In the early days of TLC, Rebecca Swift wrote an article in The Independent about writers groups and whether they were an effective forge for interesting new work, or simply a new form of therapy for unpublished writers. Read on to find out what she discovered.
“The notion of creative writing in a group setting has been held in deep suspicion, ridiculed by “real” writers as an activity for deluded, talentless people, an embarrassment to those who strive to produce glittering works painstakingly and in solitude. Michele Roberts attributes this “mystique” about literature to the fact that, until relatively recently, writing was thought of as the domain of the gentleman-with-means: “The solitary genius in the garret is a male myth, as he would undoubtedly have been supported by several unacknowledged women who cooked and ironed.” Distrust of groups, she thinks, might also stem from the fact “that a band of women can just start up in the suburbs and learn how to make a book: it’s one in the eye for professionalism.”

..........

Required work:
Write what comes next in the article on writing groups, continuing on from its last sentence.

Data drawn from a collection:

..........

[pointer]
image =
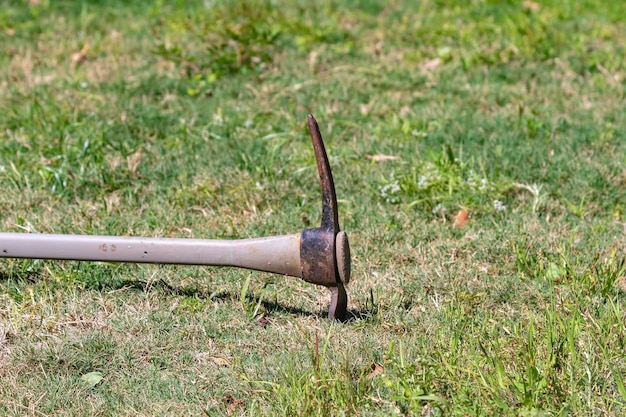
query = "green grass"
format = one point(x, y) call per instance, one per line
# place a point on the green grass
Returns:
point(188, 119)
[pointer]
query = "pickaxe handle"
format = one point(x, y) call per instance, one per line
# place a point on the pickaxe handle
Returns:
point(320, 256)
point(277, 254)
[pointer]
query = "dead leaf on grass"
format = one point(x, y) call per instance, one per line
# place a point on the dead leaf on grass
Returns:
point(133, 161)
point(377, 369)
point(461, 219)
point(233, 403)
point(220, 360)
point(431, 64)
point(80, 56)
point(530, 5)
point(264, 321)
point(621, 283)
point(381, 158)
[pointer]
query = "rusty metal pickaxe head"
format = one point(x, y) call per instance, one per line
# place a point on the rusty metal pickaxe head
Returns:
point(320, 256)
point(325, 251)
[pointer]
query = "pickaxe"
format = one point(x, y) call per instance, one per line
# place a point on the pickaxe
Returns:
point(320, 256)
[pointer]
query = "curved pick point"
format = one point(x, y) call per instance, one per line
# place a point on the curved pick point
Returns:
point(330, 218)
point(338, 303)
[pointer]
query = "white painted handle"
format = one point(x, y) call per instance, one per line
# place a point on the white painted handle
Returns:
point(278, 254)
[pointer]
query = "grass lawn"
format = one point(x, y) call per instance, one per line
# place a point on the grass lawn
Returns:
point(479, 155)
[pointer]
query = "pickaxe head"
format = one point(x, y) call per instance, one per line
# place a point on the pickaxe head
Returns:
point(325, 251)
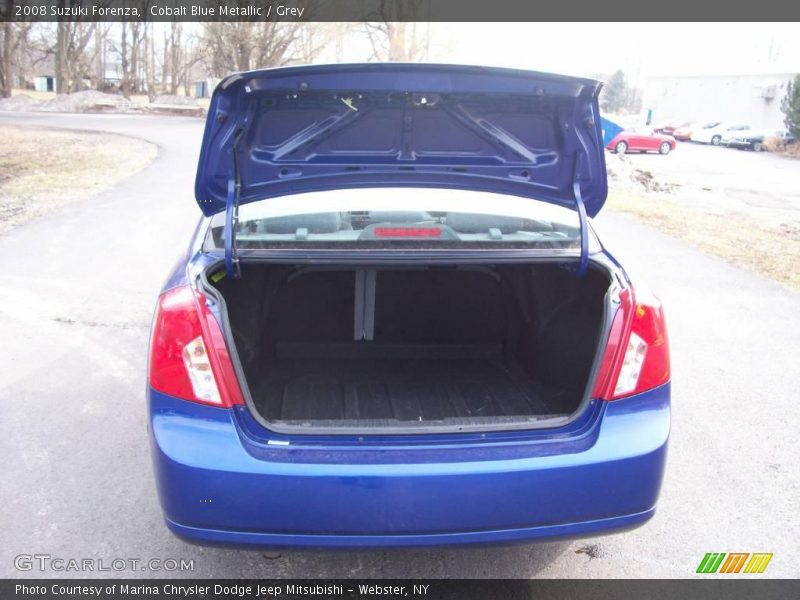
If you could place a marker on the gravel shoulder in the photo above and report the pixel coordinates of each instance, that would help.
(44, 169)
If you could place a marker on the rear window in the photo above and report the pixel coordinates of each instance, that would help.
(399, 217)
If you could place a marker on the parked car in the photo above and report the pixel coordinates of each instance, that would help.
(670, 127)
(754, 140)
(716, 135)
(684, 134)
(641, 139)
(395, 325)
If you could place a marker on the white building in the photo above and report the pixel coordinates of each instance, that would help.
(751, 99)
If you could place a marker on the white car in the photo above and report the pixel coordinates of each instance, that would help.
(721, 134)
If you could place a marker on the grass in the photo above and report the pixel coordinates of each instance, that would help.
(770, 251)
(42, 169)
(137, 98)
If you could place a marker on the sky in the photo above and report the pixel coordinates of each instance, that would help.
(639, 49)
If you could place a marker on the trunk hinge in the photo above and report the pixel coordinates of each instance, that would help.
(232, 213)
(583, 263)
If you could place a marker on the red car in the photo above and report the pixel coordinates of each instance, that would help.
(669, 128)
(641, 140)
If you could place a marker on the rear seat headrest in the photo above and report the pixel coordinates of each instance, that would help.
(399, 216)
(477, 223)
(314, 223)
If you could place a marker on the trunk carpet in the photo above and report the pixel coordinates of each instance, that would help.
(393, 387)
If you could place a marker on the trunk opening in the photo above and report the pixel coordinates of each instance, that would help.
(408, 349)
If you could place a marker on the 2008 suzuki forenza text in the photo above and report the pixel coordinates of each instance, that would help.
(395, 325)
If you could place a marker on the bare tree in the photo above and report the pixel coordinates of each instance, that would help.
(13, 38)
(72, 61)
(240, 46)
(395, 35)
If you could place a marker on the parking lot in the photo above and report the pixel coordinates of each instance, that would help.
(77, 290)
(717, 179)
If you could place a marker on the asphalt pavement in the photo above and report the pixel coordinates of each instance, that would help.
(77, 289)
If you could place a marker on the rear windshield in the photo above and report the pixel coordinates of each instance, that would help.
(405, 217)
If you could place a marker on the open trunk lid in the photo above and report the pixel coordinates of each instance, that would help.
(286, 131)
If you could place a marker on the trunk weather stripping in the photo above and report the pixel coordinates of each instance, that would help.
(232, 211)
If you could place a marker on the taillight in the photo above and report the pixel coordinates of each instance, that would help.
(188, 356)
(636, 357)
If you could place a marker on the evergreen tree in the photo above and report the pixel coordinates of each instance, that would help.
(790, 105)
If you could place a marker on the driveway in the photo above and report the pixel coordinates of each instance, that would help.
(77, 291)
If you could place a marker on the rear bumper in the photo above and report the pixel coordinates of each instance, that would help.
(218, 484)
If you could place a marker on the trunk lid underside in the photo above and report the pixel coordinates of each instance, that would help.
(287, 131)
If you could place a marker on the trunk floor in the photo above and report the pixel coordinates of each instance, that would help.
(410, 390)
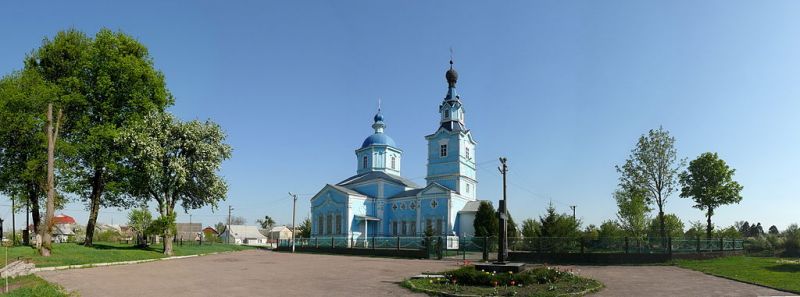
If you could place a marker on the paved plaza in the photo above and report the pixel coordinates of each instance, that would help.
(264, 273)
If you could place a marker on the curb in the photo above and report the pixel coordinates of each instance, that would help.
(79, 266)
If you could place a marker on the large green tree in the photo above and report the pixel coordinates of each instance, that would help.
(486, 222)
(709, 181)
(653, 166)
(672, 225)
(23, 145)
(632, 209)
(110, 81)
(175, 163)
(266, 223)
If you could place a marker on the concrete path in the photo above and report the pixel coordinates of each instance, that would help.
(264, 273)
(250, 273)
(666, 281)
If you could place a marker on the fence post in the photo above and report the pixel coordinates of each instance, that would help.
(463, 249)
(485, 248)
(669, 246)
(626, 244)
(698, 244)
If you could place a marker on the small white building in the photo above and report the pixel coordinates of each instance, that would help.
(241, 234)
(279, 232)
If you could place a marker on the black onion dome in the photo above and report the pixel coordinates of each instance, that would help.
(451, 75)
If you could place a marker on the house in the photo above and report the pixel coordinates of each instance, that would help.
(188, 231)
(63, 228)
(241, 234)
(210, 230)
(279, 232)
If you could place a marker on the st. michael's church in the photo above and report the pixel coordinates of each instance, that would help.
(379, 201)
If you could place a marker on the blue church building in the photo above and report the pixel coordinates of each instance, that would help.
(379, 201)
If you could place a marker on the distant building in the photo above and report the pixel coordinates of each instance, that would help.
(241, 234)
(210, 230)
(188, 231)
(279, 232)
(63, 228)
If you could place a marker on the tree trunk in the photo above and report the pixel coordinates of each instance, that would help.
(708, 227)
(168, 243)
(33, 197)
(94, 198)
(46, 232)
(662, 227)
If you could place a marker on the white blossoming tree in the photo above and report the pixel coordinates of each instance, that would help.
(175, 163)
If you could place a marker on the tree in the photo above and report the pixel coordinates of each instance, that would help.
(530, 228)
(513, 231)
(591, 233)
(696, 230)
(52, 134)
(486, 222)
(672, 225)
(140, 220)
(559, 225)
(238, 220)
(305, 229)
(111, 81)
(755, 230)
(744, 229)
(709, 181)
(23, 155)
(653, 166)
(266, 223)
(632, 211)
(175, 163)
(774, 230)
(220, 226)
(610, 229)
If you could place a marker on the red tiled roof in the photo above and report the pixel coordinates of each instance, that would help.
(63, 219)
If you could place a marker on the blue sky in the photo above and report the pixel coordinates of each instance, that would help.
(561, 88)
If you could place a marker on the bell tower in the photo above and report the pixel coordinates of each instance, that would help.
(451, 149)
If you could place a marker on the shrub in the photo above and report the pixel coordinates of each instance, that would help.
(791, 243)
(468, 275)
(107, 236)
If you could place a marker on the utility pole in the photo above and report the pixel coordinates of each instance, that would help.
(13, 223)
(294, 206)
(502, 251)
(228, 237)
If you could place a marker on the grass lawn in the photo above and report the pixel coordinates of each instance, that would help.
(72, 253)
(32, 286)
(782, 274)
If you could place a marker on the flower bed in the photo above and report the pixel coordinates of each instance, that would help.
(541, 281)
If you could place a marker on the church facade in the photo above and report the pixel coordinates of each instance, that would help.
(378, 201)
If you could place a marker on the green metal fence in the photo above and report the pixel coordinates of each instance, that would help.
(486, 247)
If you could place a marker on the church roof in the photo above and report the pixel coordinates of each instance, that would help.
(378, 139)
(471, 206)
(358, 178)
(346, 190)
(409, 193)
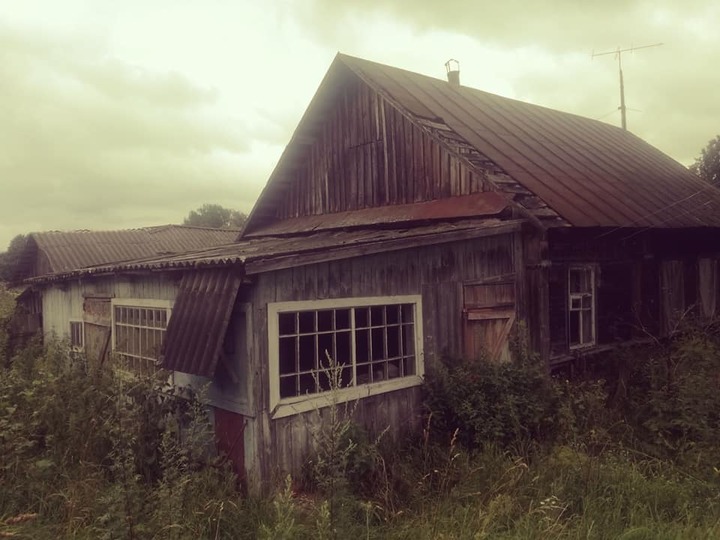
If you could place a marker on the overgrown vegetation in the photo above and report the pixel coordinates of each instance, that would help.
(506, 452)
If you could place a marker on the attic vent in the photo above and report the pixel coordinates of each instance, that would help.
(453, 70)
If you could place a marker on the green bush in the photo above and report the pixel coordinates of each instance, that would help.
(102, 454)
(487, 402)
(671, 394)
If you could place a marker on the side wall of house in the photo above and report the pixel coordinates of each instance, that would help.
(645, 282)
(89, 301)
(438, 274)
(367, 154)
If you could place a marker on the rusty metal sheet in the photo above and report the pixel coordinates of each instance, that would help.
(475, 205)
(199, 320)
(329, 242)
(590, 173)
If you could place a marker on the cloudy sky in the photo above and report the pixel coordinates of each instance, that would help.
(126, 114)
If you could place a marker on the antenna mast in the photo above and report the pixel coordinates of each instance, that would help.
(618, 52)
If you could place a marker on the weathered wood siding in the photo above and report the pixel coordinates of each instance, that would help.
(634, 296)
(88, 300)
(436, 272)
(368, 154)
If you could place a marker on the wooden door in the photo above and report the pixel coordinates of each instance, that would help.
(489, 315)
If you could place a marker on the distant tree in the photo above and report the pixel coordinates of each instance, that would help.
(215, 217)
(707, 166)
(11, 258)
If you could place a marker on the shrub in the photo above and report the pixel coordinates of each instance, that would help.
(671, 398)
(498, 403)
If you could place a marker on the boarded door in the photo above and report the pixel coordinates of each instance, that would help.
(230, 437)
(489, 313)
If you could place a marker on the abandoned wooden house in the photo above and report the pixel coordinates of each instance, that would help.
(409, 218)
(57, 253)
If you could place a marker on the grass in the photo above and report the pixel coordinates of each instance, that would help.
(88, 454)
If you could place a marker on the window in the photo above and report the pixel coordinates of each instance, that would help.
(375, 342)
(138, 332)
(581, 306)
(77, 335)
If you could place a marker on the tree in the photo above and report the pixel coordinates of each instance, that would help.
(10, 259)
(215, 216)
(707, 166)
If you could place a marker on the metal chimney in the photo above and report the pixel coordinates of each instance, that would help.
(453, 70)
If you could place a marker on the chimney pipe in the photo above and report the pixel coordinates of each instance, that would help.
(453, 71)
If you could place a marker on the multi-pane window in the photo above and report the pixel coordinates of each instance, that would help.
(138, 334)
(77, 335)
(367, 344)
(581, 305)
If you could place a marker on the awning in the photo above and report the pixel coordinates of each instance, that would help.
(200, 317)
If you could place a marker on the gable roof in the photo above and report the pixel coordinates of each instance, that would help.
(267, 253)
(590, 173)
(56, 252)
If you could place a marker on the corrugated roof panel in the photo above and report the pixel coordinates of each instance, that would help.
(199, 320)
(68, 251)
(489, 203)
(589, 172)
(252, 250)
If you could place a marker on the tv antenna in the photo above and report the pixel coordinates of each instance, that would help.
(618, 53)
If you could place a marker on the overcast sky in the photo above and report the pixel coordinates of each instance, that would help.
(127, 114)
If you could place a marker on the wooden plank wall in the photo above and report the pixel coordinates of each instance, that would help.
(367, 154)
(436, 272)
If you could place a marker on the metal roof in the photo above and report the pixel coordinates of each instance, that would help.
(200, 317)
(466, 206)
(67, 251)
(591, 173)
(272, 252)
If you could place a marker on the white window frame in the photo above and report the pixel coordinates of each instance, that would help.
(137, 303)
(81, 347)
(281, 407)
(593, 307)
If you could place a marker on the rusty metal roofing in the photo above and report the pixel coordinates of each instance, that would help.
(272, 252)
(590, 173)
(199, 320)
(475, 205)
(66, 251)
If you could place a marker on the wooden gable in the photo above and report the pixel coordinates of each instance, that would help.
(367, 154)
(355, 150)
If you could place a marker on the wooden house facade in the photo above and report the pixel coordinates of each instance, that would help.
(411, 218)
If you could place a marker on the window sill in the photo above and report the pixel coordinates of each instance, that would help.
(299, 405)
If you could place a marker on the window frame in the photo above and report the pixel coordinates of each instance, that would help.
(592, 268)
(281, 407)
(81, 347)
(141, 303)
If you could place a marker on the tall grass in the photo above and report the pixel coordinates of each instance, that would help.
(94, 454)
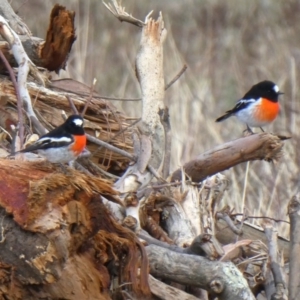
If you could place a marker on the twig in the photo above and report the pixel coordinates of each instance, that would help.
(155, 173)
(110, 147)
(176, 77)
(90, 98)
(165, 120)
(119, 12)
(94, 96)
(117, 134)
(271, 235)
(225, 217)
(294, 214)
(25, 66)
(19, 100)
(259, 217)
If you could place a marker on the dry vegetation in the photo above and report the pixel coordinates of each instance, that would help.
(227, 46)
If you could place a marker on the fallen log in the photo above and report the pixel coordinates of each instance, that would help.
(220, 279)
(263, 146)
(58, 235)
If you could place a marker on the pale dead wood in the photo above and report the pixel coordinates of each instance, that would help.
(224, 215)
(178, 225)
(51, 53)
(15, 21)
(19, 100)
(294, 214)
(262, 146)
(274, 257)
(223, 280)
(225, 235)
(150, 138)
(164, 291)
(119, 12)
(25, 66)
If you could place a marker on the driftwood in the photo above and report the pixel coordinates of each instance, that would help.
(225, 236)
(63, 216)
(220, 279)
(51, 53)
(293, 210)
(73, 219)
(262, 146)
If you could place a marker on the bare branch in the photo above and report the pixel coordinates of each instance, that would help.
(274, 256)
(19, 100)
(90, 98)
(254, 147)
(293, 210)
(176, 77)
(25, 65)
(221, 279)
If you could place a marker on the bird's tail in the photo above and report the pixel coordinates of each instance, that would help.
(224, 117)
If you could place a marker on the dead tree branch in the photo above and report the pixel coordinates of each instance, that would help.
(264, 146)
(220, 279)
(294, 214)
(274, 257)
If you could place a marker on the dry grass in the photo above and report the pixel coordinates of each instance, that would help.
(228, 46)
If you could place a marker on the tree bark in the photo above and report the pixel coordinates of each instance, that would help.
(62, 236)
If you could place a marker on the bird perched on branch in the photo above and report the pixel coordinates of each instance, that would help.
(63, 144)
(258, 107)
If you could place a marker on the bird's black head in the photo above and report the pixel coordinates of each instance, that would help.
(264, 89)
(74, 125)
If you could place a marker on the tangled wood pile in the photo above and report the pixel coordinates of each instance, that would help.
(119, 226)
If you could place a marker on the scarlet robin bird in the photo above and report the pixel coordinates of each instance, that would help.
(258, 107)
(63, 144)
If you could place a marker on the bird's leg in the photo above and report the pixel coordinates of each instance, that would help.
(63, 168)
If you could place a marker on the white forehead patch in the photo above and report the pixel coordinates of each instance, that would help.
(53, 139)
(276, 88)
(78, 122)
(242, 101)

..........

Written answer:
I shared all these negative attitudes when I was first approached in the corridors of the publishing company where I worked, and invited to join a writers’ group. While something in me lurched longingly towards the possibility of community and discipline, a larger part shuddered with distaste. Was it my university-EngLit background? Was I an embodiment in modern form of the “gentleman-with-means” elitism? I had in mind writers like Doris Lessing and Iris Murdoch. They had done it alone; surely any writer worth her salt would also be able to? Yet, when I looked for it, cynicism was far harder to find than I had imagined”.